Set problem
Copy the material below line for line, with no changes, and omit the pictures from your copy.

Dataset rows
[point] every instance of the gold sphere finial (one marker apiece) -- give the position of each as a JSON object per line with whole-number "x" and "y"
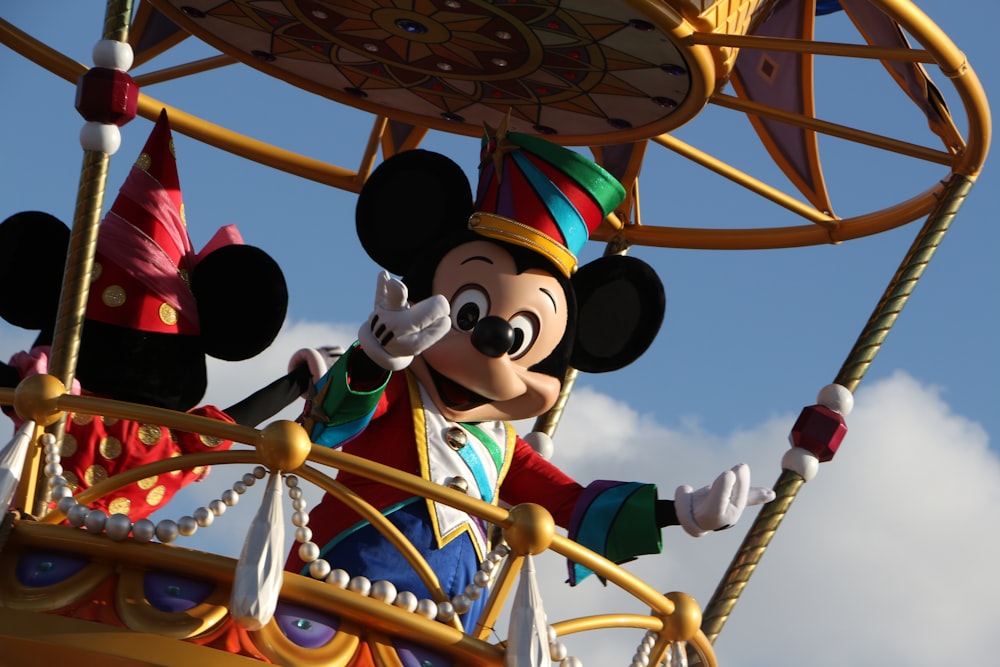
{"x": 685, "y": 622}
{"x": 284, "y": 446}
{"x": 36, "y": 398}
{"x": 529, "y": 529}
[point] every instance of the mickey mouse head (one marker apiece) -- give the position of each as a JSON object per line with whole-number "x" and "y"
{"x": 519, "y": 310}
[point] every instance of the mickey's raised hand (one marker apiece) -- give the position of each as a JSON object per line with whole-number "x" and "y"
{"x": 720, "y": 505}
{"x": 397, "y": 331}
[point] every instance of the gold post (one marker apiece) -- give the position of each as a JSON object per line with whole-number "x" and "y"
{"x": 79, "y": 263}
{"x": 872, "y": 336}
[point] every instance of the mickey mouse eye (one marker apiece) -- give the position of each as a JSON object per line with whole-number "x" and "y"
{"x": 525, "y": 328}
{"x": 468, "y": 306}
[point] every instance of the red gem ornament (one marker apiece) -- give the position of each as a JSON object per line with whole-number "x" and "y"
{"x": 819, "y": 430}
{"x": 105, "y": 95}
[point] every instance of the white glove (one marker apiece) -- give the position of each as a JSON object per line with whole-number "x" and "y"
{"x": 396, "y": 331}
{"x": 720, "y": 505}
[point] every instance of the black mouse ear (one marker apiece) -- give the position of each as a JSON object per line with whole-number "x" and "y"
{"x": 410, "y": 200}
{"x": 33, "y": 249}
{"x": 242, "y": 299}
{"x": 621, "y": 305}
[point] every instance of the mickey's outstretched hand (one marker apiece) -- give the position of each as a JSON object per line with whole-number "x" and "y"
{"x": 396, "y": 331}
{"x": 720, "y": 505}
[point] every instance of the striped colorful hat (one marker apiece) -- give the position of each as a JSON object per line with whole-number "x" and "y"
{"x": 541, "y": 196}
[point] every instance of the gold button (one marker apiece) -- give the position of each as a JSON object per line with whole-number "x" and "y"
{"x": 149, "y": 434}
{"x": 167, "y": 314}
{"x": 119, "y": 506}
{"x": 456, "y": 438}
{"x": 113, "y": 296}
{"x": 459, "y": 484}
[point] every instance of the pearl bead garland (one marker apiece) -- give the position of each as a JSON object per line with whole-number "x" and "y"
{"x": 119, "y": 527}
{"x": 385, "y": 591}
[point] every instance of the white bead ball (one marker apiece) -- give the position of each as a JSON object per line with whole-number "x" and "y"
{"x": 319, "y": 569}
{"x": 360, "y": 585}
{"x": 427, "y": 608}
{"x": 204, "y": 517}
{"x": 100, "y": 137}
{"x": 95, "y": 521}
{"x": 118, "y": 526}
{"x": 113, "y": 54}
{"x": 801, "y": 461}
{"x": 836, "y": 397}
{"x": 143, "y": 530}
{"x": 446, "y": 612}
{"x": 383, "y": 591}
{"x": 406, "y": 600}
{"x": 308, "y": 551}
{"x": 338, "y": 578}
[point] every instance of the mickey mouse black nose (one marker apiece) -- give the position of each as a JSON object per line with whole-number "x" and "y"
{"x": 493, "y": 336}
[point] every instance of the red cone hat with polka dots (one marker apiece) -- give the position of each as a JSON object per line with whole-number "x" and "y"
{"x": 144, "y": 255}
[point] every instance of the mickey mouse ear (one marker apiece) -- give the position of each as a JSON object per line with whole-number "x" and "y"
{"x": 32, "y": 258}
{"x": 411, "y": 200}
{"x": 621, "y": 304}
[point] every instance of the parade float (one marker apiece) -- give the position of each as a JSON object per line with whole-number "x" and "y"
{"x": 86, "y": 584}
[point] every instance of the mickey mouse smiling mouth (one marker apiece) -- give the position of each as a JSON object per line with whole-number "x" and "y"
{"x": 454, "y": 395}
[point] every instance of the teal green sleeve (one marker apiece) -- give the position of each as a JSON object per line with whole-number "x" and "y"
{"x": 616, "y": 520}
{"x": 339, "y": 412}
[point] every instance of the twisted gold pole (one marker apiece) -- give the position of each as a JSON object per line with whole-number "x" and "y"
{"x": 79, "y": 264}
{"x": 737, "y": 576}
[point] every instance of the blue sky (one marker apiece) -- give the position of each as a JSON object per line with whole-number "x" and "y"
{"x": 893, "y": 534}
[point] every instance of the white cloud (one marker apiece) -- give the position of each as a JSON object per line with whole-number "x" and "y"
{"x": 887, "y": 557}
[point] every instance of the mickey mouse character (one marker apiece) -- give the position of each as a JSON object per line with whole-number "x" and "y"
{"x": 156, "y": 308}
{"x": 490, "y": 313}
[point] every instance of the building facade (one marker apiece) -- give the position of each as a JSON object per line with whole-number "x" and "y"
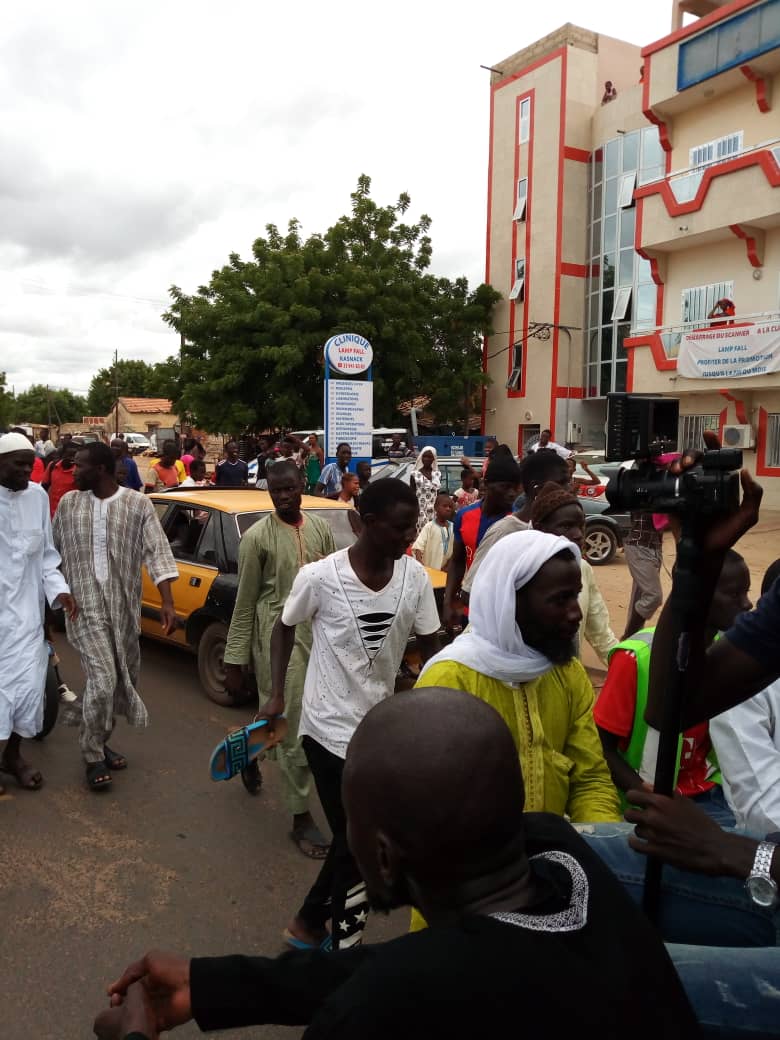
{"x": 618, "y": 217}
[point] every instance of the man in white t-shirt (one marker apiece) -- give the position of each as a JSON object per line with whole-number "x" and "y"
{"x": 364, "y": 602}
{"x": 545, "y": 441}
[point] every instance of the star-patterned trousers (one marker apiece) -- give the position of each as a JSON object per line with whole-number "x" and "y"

Finished exercise
[point] every instance of the gold sphere finial (one marker apiece) -- give the position of each as a JSON object per line with whole-number "x" and "y"
{"x": 685, "y": 622}
{"x": 284, "y": 446}
{"x": 36, "y": 398}
{"x": 529, "y": 529}
[point] every instance of the mickey mouse head (one marker apiece) -- give the position of each as a JSON object per line with whole-number "x" and "y"
{"x": 519, "y": 310}
[point] every instance of the mickey's raised hand (one marker apiece) -- give the position of each as a JSON object per line with whole-number "x" and "y"
{"x": 720, "y": 505}
{"x": 397, "y": 331}
[point] every instance of the gold post (one marker apiece) -- give the position of each as a JSON object per line with whole-number "x" and "y"
{"x": 79, "y": 263}
{"x": 872, "y": 336}
[point] every instance of the mickey mouse eye (one marker apiece) -- give the position of each as a JSON object per line with whole-number "x" and "y"
{"x": 525, "y": 328}
{"x": 468, "y": 306}
[point] every instance of the red gem ornament (one marker apiece) -- give the position of each as a JSON object per line with whole-number "x" and "y"
{"x": 819, "y": 430}
{"x": 105, "y": 95}
[point] every instance of the white glove (one marker apiece) -- give the position of each as a JSON object per line with whole-number "x" and "y"
{"x": 396, "y": 331}
{"x": 720, "y": 505}
[point] every instance of the black mouse ear (one marker apiece) -- give the position of each as a JSON object per line with whole-number "x" and "y"
{"x": 410, "y": 200}
{"x": 33, "y": 249}
{"x": 242, "y": 299}
{"x": 621, "y": 305}
[point] every instance of the mickey's outstretched hand (one marker apiece) -- give the position of each as a JSON object per line with whole-number "x" and "y"
{"x": 396, "y": 331}
{"x": 720, "y": 505}
[point] every instance of the striped colorful hat (one marker apiece) -- give the position of each as a JSON object per line with whole-number "x" and "y"
{"x": 541, "y": 196}
[point] every instance of the gold button (one marker apiece) -- give the position of each as a JSON object per line with whole-number "x" and "y"
{"x": 149, "y": 434}
{"x": 167, "y": 314}
{"x": 119, "y": 506}
{"x": 456, "y": 438}
{"x": 113, "y": 296}
{"x": 459, "y": 484}
[point] every instance of the pearl bead garland (one marker apiece) -- give the position of each as a JSON object per line with whole-number "x" and "y"
{"x": 119, "y": 527}
{"x": 385, "y": 591}
[point] every instance of the white bead ball (one marker apiece) -- give the position of each as a JSON object per line with whole-number "x" and "y"
{"x": 319, "y": 569}
{"x": 360, "y": 585}
{"x": 427, "y": 608}
{"x": 204, "y": 517}
{"x": 100, "y": 137}
{"x": 95, "y": 521}
{"x": 118, "y": 526}
{"x": 113, "y": 54}
{"x": 801, "y": 461}
{"x": 836, "y": 397}
{"x": 143, "y": 530}
{"x": 446, "y": 612}
{"x": 383, "y": 591}
{"x": 406, "y": 600}
{"x": 308, "y": 551}
{"x": 338, "y": 578}
[point] every instance of the mickey mouse black nose (one marker apiece) -- give the position of each as a JSON object per line with whole-number "x" and "y"
{"x": 493, "y": 336}
[point] every instance of the red cone hat with polka dots (one marker apiece) -- give the position of each as a JSON object per line with whole-number "x" and "y"
{"x": 144, "y": 255}
[point] every instance of the mickey mouse ear (one marker apiece) -- give the position of each as a JSON object per line with whole-number "x" and "y"
{"x": 32, "y": 258}
{"x": 411, "y": 200}
{"x": 621, "y": 304}
[point] every instance of the parade float (one marker apiece) -- give the position of each as a JSON object per line with whole-number "x" and "y"
{"x": 86, "y": 584}
[point] every instance of the mickey mouse smiling mouth (one marker apiece) -- give the position of each as a JSON object per line with whole-number "x" and "y"
{"x": 454, "y": 395}
[point] every instance of the teal green sleeve (one marker apiece) -- give the position of each as a JSON object per line with whole-number "x" and "y"
{"x": 616, "y": 520}
{"x": 339, "y": 412}
[point] every instance of the twisted gold pole (one marker apiece) -- give the position of each as a JSON object per line with whole-number "x" and "y"
{"x": 79, "y": 264}
{"x": 737, "y": 576}
[point] every instance of the blue sky (one marker apiece) -- give the position of each as a JSON object per line with whole-number "x" and "y"
{"x": 893, "y": 534}
[point] every instance of the white cloud (one marker apiece) -- give the position of each as a JSON object per line with whole-number "x" and "y"
{"x": 887, "y": 557}
[point] every instance of the mickey mouse character (one marker apiece) -- give the position of each as a JSON object per line with whole-number "x" and "y"
{"x": 156, "y": 308}
{"x": 490, "y": 313}
[point] every instance of the building facade (one marker apiece) -- give the position of each as a JSON object per line with whole-number "x" and "y"
{"x": 618, "y": 217}
[point] every instance of the man in white t-shirt (one marker apiece) -- give the position of each as a JSON object per line with whole-number "x" and "y"
{"x": 364, "y": 602}
{"x": 545, "y": 441}
[point] every instance of the star-patterned trousers (one marker apiece) -- give the position of each as a JSON object per line with whole-number "x" and "y"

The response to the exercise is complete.